Short task: Reproduce every line of the listing below exactly as it appears.
## start Extracted material
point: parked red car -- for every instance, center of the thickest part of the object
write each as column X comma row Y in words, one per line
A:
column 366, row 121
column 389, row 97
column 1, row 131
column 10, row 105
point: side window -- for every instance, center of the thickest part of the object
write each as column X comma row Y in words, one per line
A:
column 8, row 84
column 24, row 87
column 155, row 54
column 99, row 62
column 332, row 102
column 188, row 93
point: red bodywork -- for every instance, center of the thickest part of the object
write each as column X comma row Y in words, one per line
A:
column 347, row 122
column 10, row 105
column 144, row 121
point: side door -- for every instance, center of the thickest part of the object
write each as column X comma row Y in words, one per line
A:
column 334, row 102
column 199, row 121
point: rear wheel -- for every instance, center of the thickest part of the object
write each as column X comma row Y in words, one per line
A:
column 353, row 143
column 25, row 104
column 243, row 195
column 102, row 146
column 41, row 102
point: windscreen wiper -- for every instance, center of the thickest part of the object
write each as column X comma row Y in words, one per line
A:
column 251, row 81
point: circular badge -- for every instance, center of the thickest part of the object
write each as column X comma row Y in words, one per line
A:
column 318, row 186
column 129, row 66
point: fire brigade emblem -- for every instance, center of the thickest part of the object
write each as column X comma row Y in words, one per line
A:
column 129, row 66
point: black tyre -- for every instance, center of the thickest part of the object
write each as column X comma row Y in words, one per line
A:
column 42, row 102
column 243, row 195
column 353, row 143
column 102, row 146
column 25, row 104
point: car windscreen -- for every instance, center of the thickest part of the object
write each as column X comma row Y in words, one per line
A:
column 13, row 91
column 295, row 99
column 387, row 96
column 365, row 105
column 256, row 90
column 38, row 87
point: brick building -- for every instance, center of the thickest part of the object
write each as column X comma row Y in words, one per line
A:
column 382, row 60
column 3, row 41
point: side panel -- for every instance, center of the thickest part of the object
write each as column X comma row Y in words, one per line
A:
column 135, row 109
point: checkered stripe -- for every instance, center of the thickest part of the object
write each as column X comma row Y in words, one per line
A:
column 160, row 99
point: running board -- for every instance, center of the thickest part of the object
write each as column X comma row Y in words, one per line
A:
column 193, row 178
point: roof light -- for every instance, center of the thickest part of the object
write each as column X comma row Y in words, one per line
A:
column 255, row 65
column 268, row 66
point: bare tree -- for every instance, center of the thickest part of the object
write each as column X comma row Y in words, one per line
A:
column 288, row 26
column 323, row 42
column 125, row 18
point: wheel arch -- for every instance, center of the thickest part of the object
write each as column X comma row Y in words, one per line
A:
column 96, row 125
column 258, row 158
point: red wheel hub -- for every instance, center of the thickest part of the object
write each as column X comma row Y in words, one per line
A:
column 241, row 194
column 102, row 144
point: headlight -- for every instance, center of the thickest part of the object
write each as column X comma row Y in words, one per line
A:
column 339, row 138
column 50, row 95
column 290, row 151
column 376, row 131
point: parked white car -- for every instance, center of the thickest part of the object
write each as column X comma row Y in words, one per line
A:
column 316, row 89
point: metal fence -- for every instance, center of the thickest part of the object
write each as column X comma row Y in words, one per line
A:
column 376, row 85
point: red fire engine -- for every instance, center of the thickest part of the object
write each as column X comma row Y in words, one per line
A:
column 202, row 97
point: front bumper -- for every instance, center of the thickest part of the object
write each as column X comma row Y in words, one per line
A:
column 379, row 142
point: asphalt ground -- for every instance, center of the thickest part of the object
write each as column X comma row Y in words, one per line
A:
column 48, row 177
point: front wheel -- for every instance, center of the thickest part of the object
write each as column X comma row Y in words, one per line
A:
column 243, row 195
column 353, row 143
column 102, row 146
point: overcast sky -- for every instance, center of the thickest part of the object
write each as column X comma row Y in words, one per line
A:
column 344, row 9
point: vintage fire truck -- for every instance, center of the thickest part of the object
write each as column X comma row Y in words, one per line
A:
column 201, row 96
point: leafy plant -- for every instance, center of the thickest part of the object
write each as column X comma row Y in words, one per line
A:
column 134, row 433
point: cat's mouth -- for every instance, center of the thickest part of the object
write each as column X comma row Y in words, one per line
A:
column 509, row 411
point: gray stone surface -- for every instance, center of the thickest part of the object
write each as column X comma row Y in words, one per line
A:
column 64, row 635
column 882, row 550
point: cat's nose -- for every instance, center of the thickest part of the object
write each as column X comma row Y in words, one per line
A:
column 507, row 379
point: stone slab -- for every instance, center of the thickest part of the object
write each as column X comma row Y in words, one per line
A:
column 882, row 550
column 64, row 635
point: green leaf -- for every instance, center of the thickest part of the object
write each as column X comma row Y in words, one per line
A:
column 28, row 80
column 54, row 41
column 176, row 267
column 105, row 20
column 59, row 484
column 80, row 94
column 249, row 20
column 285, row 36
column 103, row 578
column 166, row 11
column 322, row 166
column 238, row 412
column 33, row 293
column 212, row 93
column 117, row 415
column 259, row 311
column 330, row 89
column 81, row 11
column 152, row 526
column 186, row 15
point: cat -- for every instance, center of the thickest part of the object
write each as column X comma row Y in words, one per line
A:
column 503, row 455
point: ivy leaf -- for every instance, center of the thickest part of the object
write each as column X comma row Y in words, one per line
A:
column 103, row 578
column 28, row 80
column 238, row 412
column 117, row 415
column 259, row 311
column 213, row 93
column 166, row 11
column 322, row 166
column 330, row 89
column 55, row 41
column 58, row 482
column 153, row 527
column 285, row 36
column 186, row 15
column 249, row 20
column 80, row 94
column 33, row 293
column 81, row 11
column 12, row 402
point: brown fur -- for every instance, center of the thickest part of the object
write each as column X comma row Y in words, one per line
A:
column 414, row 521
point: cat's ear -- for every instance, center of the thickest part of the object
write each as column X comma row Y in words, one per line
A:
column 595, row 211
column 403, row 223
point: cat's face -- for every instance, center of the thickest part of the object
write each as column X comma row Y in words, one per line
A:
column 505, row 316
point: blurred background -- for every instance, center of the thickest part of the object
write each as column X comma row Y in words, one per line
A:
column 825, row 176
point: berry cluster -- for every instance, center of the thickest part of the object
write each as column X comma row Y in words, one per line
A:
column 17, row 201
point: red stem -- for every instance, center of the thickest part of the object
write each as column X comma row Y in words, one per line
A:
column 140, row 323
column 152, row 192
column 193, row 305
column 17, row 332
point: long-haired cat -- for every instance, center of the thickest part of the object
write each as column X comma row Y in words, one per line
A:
## end Extracted material
Response to this exercise:
point: parked red car -- for every instance, center of the thickest part of the object
write each as column X comma row Y in words, one per line
A:
column 366, row 121
column 389, row 97
column 1, row 131
column 10, row 105
point: side window -- for every instance, center of the thickest part of the object
write each as column X comma row Y in words, one per line
A:
column 8, row 84
column 24, row 87
column 155, row 54
column 99, row 62
column 332, row 102
column 188, row 93
point: red bodywork -- for every instance, center of the thickest part of the object
write each as column X comma row Y in words, one per line
A:
column 347, row 122
column 10, row 105
column 144, row 121
point: side door -- for every instance, center of the thickest part of the object
write each as column X comma row Y in words, one per line
A:
column 334, row 102
column 199, row 121
point: rear wheel -- for every instance, center of the thickest part of the object
write each as column X comma row Y in words, one per line
A:
column 353, row 143
column 25, row 104
column 243, row 195
column 102, row 146
column 41, row 102
point: windscreen wiper -- for every instance, center of the thickest part of the object
write each as column X comma row Y in words, one per line
A:
column 251, row 81
point: circular badge -- for every instance, center of the thickest part of the object
write each as column X comma row Y in words, one per line
A:
column 318, row 186
column 129, row 66
point: fire brigade emblem -- for every instance, center of the thickest part of the object
write each as column X comma row Y in words, one per line
A:
column 129, row 66
point: black tyre -- for every instance, center of the thickest part of the object
write each as column X comma row Y in words, one per line
A:
column 42, row 102
column 243, row 195
column 353, row 143
column 102, row 146
column 25, row 104
point: car windscreen -- for every instance, center of the thickest part of the object
write each as column X comma row Y in words, one per line
A:
column 13, row 91
column 295, row 99
column 387, row 96
column 365, row 105
column 256, row 90
column 38, row 87
point: brick building -- for every instance, center of the thickest part of the object
write each as column X comma row Y in words, one per line
A:
column 382, row 60
column 3, row 41
point: side panel -- for every instance, center of the thickest part of the object
write each as column X comma row Y in words, one per line
A:
column 135, row 109
point: checkered stripe -- for every instance, center of the thickest part of the object
write each as column X comma row Y in words, one per line
A:
column 160, row 99
point: running board -- for every instance, center of the thickest part of the object
write each as column X comma row Y in words, one per line
A:
column 193, row 178
point: roof light -- for every instance, center of the thickest part of the object
write each as column X comma row Y in words, one per line
A:
column 255, row 65
column 268, row 66
point: bare tree -- for every instance, center of the thickest part of the object
write each as column X comma row Y in words, one per line
A:
column 288, row 26
column 323, row 42
column 125, row 18
point: wheel arch -- for every instance, center of the thickest part of the object
write each as column X comma row Y in words, one per line
A:
column 96, row 125
column 258, row 158
point: red wheel hub -- for every instance, center of the thickest part of the object
write each as column X comma row Y in words, one per line
A:
column 241, row 194
column 102, row 144
point: headlight -- for every instance, center of the thickest part of the object
write each as column X comma row Y in words, one per line
A:
column 339, row 138
column 50, row 95
column 290, row 151
column 376, row 131
point: parked white car -- for every instance, center of the thickest part of the object
write each as column X comma row Y in words, one per line
A:
column 316, row 89
point: metal fence -- for every instance, center of the thickest part of the object
write each as column X comma row Y in words, one per line
A:
column 376, row 85
point: red fire engine -- for every instance, center of the thickest part of the object
write each as column X comma row Y in words, one per line
A:
column 202, row 97
point: front bumper -- for every instance, center of the thickest part of the object
write each as column X comma row Y in words, one per line
A:
column 379, row 142
point: asphalt ground -- for every instance, center of the thickest part of the object
write each as column X comma row Y in words, one per line
A:
column 48, row 177
point: front wheel -- for every instance, center of the thickest part of the object
write each as column X comma row Y in words, one per line
A:
column 243, row 195
column 353, row 143
column 102, row 146
point: overcast sky -- for every instance, center of the thickest part of the object
write each as column X comma row Y in words, one per line
A:
column 344, row 9
point: vintage fire truck -- for every instance, center of the thickest part of the object
write each as column X comma row Y in words, one per line
A:
column 201, row 96
point: leafy plant -- for every instance, center of the thickest part of the object
write each as column X comma row Y in words, one per line
A:
column 134, row 433
point: cat's mouth -- for every instance, center of the thickest part of the object
write each as column X comma row Y in words, one per line
A:
column 509, row 411
point: gray stone surface -- for every instance, center of the thickest part of the object
write each as column X comma row Y in words, one per line
A:
column 64, row 635
column 882, row 550
point: cat's nose -- for every instance, center of the thickest part of the object
write each as column X comma row Y in words, one per line
A:
column 507, row 379
point: stone slab -- for every instance, center of the thickest part of the object
write each as column X comma row Y in words, one per line
A:
column 882, row 550
column 64, row 635
point: green leaf -- for every instance, center of the thickest part of the object
write each as column X comma row Y in words, one per line
A:
column 28, row 80
column 54, row 41
column 176, row 267
column 105, row 20
column 59, row 484
column 80, row 94
column 249, row 20
column 285, row 36
column 103, row 578
column 166, row 11
column 322, row 166
column 238, row 412
column 33, row 293
column 212, row 93
column 117, row 415
column 259, row 311
column 330, row 89
column 81, row 11
column 152, row 526
column 186, row 15
point: cat -- for every instance, center of the thickest part of the object
write each as column X comma row Y in words, one per line
A:
column 503, row 455
point: ivy leaf -- for every instance, center of the thickest part of the object
write each as column X comma row Y in words, one per line
A:
column 103, row 578
column 28, row 80
column 238, row 412
column 117, row 415
column 259, row 311
column 213, row 93
column 166, row 11
column 322, row 166
column 330, row 89
column 55, row 41
column 58, row 482
column 153, row 527
column 285, row 36
column 186, row 15
column 249, row 20
column 80, row 94
column 33, row 293
column 81, row 11
column 12, row 402
point: brown fur -- for every instance, center of the thickest part of the object
write each as column X comma row Y in words, one per line
A:
column 414, row 521
point: cat's ear -- for every instance, center of the thickest part of the object
write each as column X comma row Y in words, one per line
A:
column 595, row 211
column 403, row 223
point: cat's face -- for every instance, center of the thickest part of the object
write each as column X comma row Y in words, one per line
A:
column 505, row 316
point: blurred background -- for every instance, center of the thickest part of the object
write each as column X comma row Y in words, one per line
A:
column 825, row 176
point: berry cluster -- for every instance, center of the thickest part of the object
write each as column X comma row Y in words, one per line
A:
column 17, row 201
point: red stem -- for every instance, center of the thickest part of the object
write each as column X comma row Y in words, one per line
A:
column 140, row 323
column 152, row 192
column 193, row 305
column 17, row 332
point: long-haired cat -- for every instance, center of the thickest part of the object
write each as column X comma row Y in words, one per line
A:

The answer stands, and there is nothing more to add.